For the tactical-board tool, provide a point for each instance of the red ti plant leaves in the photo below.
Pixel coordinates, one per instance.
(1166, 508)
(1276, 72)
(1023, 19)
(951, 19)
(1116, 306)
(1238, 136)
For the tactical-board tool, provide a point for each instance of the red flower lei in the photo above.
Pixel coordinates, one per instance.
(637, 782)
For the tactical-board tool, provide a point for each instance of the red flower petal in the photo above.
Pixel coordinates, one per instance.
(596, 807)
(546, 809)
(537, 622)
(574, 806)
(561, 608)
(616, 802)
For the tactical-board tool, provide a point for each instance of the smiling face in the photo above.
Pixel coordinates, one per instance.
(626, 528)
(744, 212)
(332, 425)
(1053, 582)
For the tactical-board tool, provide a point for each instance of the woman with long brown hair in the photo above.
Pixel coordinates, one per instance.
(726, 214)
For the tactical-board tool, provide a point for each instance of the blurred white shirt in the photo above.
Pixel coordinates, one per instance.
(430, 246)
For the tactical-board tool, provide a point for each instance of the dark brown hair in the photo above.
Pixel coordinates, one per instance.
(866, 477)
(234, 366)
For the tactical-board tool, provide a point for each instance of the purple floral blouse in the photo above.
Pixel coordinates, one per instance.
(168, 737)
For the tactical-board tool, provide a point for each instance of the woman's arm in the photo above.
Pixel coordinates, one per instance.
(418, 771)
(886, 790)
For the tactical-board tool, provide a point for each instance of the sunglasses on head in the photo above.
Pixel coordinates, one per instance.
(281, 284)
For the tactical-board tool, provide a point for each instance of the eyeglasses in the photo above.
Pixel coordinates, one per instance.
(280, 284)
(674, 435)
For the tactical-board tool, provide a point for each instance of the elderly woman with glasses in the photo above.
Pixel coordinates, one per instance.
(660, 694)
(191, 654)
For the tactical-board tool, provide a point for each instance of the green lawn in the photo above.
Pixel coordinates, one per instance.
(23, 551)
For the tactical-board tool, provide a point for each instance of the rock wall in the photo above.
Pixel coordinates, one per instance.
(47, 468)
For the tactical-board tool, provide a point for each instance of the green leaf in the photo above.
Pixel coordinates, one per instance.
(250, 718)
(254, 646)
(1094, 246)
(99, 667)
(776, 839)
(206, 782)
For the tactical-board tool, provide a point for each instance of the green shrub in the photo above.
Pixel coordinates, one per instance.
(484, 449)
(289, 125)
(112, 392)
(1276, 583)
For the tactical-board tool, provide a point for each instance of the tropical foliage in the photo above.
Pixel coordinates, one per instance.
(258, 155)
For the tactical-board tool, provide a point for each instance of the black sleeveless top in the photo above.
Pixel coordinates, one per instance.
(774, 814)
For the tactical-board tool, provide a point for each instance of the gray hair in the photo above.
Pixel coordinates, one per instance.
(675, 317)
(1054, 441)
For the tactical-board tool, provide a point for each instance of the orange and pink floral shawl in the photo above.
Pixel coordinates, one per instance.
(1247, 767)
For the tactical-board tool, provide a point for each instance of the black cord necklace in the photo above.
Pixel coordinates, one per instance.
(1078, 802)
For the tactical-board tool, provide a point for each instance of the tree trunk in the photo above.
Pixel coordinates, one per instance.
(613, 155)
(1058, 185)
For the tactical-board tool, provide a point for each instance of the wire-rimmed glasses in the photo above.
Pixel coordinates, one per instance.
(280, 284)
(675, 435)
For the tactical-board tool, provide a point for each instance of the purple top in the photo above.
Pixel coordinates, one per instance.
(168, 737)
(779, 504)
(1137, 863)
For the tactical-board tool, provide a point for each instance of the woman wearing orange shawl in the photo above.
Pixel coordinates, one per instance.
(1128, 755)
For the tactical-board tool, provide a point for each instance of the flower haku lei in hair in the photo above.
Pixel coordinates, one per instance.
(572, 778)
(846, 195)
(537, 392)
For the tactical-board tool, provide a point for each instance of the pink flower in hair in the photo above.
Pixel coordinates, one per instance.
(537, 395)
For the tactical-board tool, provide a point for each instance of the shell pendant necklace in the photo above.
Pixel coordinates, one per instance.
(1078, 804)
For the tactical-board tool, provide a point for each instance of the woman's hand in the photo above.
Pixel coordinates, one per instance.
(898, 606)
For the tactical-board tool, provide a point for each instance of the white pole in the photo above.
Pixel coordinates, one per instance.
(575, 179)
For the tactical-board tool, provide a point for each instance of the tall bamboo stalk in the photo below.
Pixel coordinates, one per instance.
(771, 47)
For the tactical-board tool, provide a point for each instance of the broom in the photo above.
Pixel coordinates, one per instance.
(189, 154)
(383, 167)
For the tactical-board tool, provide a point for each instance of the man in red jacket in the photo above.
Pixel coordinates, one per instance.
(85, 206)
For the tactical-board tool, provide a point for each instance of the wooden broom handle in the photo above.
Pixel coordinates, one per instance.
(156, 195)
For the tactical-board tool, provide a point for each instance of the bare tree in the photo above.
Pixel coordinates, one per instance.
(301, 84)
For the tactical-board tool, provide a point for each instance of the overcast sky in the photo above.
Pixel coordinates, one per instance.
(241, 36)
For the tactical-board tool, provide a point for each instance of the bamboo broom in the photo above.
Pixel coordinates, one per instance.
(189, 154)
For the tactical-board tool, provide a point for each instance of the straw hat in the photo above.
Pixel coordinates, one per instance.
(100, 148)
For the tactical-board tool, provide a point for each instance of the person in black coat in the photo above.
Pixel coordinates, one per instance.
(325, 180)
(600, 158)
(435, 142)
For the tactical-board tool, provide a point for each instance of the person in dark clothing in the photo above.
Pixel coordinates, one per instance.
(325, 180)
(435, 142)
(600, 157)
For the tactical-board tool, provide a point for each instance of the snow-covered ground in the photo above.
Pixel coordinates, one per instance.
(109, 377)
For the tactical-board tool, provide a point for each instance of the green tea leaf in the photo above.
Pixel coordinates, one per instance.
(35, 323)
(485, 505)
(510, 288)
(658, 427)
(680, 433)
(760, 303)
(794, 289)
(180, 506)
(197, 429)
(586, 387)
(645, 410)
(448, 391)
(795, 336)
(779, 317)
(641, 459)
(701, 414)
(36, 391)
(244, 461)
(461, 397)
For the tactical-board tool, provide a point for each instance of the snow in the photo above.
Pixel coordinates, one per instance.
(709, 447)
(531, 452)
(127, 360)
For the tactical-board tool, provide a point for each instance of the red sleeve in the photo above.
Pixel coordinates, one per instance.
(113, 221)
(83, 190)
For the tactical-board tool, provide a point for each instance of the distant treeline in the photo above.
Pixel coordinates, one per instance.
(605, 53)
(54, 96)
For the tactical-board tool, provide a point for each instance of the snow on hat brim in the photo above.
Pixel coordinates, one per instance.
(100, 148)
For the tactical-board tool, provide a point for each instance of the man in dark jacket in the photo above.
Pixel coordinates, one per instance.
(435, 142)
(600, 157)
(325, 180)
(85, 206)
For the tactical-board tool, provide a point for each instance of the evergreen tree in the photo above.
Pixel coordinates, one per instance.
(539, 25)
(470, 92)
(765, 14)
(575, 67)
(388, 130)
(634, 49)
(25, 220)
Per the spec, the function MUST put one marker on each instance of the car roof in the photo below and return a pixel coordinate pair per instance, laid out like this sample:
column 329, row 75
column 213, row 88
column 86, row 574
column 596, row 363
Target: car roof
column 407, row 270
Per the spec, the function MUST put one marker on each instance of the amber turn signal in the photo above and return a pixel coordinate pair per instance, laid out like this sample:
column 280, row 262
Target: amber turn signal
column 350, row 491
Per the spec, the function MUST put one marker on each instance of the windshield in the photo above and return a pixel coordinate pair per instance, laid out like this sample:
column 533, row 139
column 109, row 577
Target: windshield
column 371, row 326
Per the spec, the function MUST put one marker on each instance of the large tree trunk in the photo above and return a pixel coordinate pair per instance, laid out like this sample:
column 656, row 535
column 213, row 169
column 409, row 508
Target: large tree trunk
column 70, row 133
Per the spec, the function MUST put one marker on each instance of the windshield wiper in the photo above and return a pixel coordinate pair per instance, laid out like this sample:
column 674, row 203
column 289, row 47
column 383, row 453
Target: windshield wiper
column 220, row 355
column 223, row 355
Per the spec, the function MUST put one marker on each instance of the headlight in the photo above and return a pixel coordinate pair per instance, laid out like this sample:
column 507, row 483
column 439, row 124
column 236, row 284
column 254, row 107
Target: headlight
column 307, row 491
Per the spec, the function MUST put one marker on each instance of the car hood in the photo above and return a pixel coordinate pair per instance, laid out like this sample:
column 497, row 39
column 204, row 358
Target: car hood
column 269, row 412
⁂
▶ [PROBLEM]: Return nothing but the lines from the first line of the listing through the line with "lei in the photo above.", please, keeping every one of them unchanged.

▶ [PROBLEM SOLUTION]:
For the tactical-board tool, provide a point for each instance of the red ti plant leaves in the photo below.
Pixel coordinates, one per instance.
(1166, 508)
(1276, 72)
(1023, 19)
(951, 19)
(1116, 306)
(1238, 136)
For the tactical-board tool, provide a point for each instance of the red flower lei in the photo above.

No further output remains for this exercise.